Hacker News new | ask | show | jobs
by mumblemumble 2148 days ago
> Hopefully all that means is I'm not a real programmer.

Sadly, no, it's not just that. Most my immediate colleagues, for example, don't know of her or her work, either. It's one heck of a field.

She had expressed some dismay, in interviews, at being the first woman to win the Turing Award. Not the Turing Award part, of course, the "first woman" part. She was far from being the first deserving candidate who didn't happen to be a dude. So I hope she wouldn't mind linking this here, even today: https://www.hillelwayne.com/important-women-in-cs/

2 comments

There's a weird gap in that lineup in that practically every person on that list is pretty old (born in the 30s-40s) and their achievements usually date from around the 70s.

Is this just because achievements are usually recognized in retrospect, or is this because the 50s to 70s were the most influential portion of computer science (since all groundbreaking things were discovered in the beginning), or is this because women were pushed out more and more by the 70s?

Yeah. If anything, I would say it means they're not a "real computer scientist," whatever that means.

Just to put the second part of your comment in perspective, there have only been 3 female winners of the Turing award, total, by my count.

How to complete this task: List every decade that the Hacker News thread above mentions. The material that comes after this is separate from the Hacker News thread above.

Information supplied:
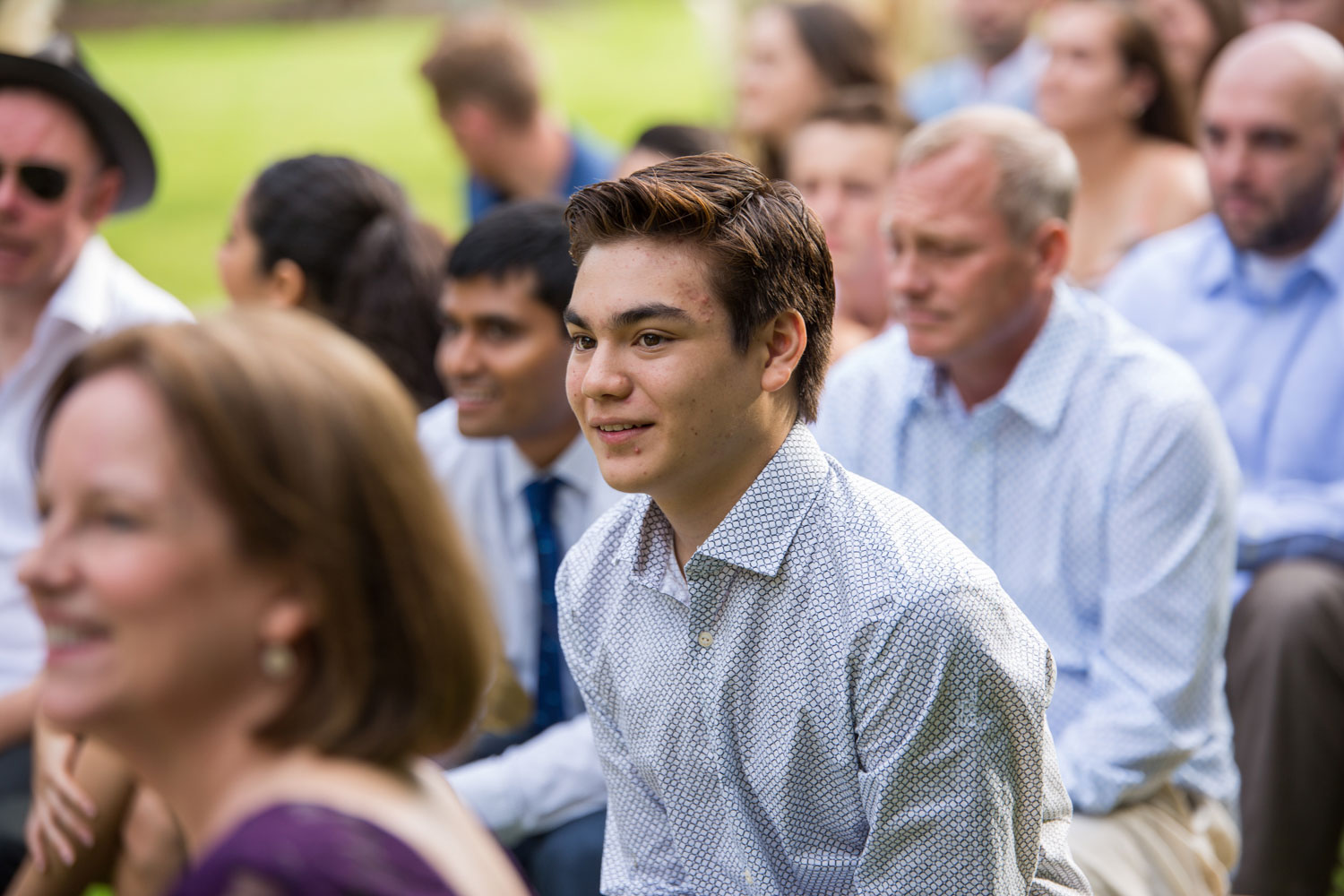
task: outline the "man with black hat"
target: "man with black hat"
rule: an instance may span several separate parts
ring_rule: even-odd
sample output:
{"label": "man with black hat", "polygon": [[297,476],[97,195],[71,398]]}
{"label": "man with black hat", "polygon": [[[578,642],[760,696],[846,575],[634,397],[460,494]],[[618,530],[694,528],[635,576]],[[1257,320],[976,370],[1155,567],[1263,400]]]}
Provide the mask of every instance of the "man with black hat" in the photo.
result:
{"label": "man with black hat", "polygon": [[130,116],[56,38],[0,52],[0,885],[22,858],[30,793],[31,685],[46,637],[15,580],[36,543],[32,420],[52,377],[91,340],[188,318],[97,235],[155,191],[155,160]]}

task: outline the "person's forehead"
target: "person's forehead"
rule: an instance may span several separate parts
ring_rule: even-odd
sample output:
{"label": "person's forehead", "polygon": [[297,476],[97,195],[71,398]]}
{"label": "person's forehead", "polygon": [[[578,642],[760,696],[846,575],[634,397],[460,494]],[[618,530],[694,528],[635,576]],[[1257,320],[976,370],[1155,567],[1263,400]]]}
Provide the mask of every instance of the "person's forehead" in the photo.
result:
{"label": "person's forehead", "polygon": [[980,214],[992,207],[999,165],[988,146],[968,140],[929,159],[903,165],[891,191],[895,208],[937,208],[941,214]]}
{"label": "person's forehead", "polygon": [[538,275],[532,270],[509,271],[503,277],[476,274],[449,279],[444,286],[441,305],[445,310],[469,316],[508,317],[550,313],[558,316],[536,294]]}
{"label": "person's forehead", "polygon": [[1321,125],[1324,86],[1296,60],[1274,66],[1235,66],[1215,73],[1200,114],[1207,124],[1310,129]]}
{"label": "person's forehead", "polygon": [[579,265],[570,308],[602,317],[650,304],[675,305],[694,316],[712,316],[716,302],[708,278],[712,263],[685,240],[634,238],[594,244]]}
{"label": "person's forehead", "polygon": [[789,148],[792,168],[843,168],[862,161],[895,165],[898,138],[880,125],[814,121],[804,125]]}
{"label": "person's forehead", "polygon": [[0,152],[65,161],[97,157],[93,134],[60,99],[28,87],[0,86]]}

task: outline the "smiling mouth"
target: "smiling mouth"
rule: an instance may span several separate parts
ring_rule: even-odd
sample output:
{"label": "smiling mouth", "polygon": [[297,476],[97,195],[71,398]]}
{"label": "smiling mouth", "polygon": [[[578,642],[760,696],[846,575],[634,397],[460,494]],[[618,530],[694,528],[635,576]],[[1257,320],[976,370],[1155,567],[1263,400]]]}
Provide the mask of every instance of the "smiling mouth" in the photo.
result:
{"label": "smiling mouth", "polygon": [[47,629],[47,647],[52,652],[67,652],[99,641],[106,641],[109,631],[95,625],[75,625],[52,622]]}

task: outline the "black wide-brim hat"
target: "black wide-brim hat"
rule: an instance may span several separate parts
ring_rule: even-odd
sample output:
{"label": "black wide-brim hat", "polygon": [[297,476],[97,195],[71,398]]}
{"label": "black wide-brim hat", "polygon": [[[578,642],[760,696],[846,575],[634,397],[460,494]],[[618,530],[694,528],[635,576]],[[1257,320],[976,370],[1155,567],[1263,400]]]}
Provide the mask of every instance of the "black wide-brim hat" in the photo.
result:
{"label": "black wide-brim hat", "polygon": [[0,87],[12,86],[34,87],[74,106],[108,163],[121,169],[121,195],[113,211],[149,201],[159,179],[149,141],[130,113],[85,69],[74,40],[56,35],[31,56],[0,52]]}

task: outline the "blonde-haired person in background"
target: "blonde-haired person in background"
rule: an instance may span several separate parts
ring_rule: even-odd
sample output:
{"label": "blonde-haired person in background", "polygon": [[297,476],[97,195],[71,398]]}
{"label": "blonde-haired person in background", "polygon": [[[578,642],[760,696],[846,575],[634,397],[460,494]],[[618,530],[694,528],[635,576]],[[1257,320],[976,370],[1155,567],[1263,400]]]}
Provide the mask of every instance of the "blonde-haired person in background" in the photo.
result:
{"label": "blonde-haired person in background", "polygon": [[1121,0],[1046,13],[1038,111],[1078,160],[1068,275],[1097,287],[1137,243],[1208,211],[1184,93],[1153,27]]}

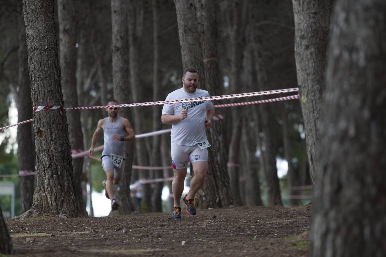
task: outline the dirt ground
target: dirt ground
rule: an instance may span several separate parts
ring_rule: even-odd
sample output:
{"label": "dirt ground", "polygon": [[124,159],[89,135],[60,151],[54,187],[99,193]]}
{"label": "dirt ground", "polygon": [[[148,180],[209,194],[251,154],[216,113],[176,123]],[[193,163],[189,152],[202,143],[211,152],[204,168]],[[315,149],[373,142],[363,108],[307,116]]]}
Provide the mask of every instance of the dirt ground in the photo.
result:
{"label": "dirt ground", "polygon": [[22,256],[306,256],[309,205],[6,222]]}

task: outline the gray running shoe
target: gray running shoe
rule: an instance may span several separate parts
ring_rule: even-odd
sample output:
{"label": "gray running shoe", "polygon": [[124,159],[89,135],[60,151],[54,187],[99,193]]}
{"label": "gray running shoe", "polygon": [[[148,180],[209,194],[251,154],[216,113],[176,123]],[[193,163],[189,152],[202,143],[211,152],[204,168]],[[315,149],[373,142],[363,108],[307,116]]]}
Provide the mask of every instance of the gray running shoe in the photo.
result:
{"label": "gray running shoe", "polygon": [[115,199],[113,199],[111,200],[111,210],[115,211],[118,209],[119,205],[115,201]]}
{"label": "gray running shoe", "polygon": [[171,217],[172,218],[181,218],[181,208],[174,207],[171,213]]}
{"label": "gray running shoe", "polygon": [[182,200],[184,204],[186,207],[186,212],[190,215],[195,215],[196,207],[194,206],[194,199],[186,199],[186,195],[185,195]]}
{"label": "gray running shoe", "polygon": [[105,196],[107,199],[110,199],[110,198],[108,197],[108,194],[107,193],[107,190],[106,189],[106,180],[103,180],[102,182],[102,185],[103,185],[103,187],[105,188]]}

Written answer: 30s, 40s, 50s, 70s